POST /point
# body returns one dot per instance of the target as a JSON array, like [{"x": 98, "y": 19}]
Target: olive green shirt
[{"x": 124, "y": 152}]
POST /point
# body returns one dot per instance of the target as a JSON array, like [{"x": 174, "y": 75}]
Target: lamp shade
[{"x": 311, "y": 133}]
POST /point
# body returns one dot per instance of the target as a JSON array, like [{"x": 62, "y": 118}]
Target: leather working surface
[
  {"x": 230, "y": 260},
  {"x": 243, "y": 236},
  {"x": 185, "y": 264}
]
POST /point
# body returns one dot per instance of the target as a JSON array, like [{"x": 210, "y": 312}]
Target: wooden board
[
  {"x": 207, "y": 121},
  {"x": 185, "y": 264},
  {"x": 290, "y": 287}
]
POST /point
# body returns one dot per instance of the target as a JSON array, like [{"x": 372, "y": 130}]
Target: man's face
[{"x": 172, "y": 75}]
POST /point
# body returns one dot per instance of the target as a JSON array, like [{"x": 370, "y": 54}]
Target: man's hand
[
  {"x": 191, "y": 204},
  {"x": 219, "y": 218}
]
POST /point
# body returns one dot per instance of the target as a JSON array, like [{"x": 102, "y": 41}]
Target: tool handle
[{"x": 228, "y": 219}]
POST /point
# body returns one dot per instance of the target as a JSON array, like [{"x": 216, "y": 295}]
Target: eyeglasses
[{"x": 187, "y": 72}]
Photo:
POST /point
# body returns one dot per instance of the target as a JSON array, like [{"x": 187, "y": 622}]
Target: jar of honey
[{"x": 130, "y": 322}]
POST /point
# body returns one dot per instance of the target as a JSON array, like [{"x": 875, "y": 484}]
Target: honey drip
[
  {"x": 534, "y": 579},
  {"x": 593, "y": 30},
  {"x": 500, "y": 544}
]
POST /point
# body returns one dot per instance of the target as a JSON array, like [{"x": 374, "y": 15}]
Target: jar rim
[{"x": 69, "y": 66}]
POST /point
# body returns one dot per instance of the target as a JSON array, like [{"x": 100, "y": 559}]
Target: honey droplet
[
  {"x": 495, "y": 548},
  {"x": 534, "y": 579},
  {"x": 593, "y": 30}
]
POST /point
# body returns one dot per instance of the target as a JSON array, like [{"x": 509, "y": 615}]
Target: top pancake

☆ ☆ ☆ ☆ ☆ ☆ ☆

Task details.
Find every line above that contains the string "honey" and copy each one out. Case counts.

Full output.
Target: jar of honey
Target: honey drip
Target: honey droplet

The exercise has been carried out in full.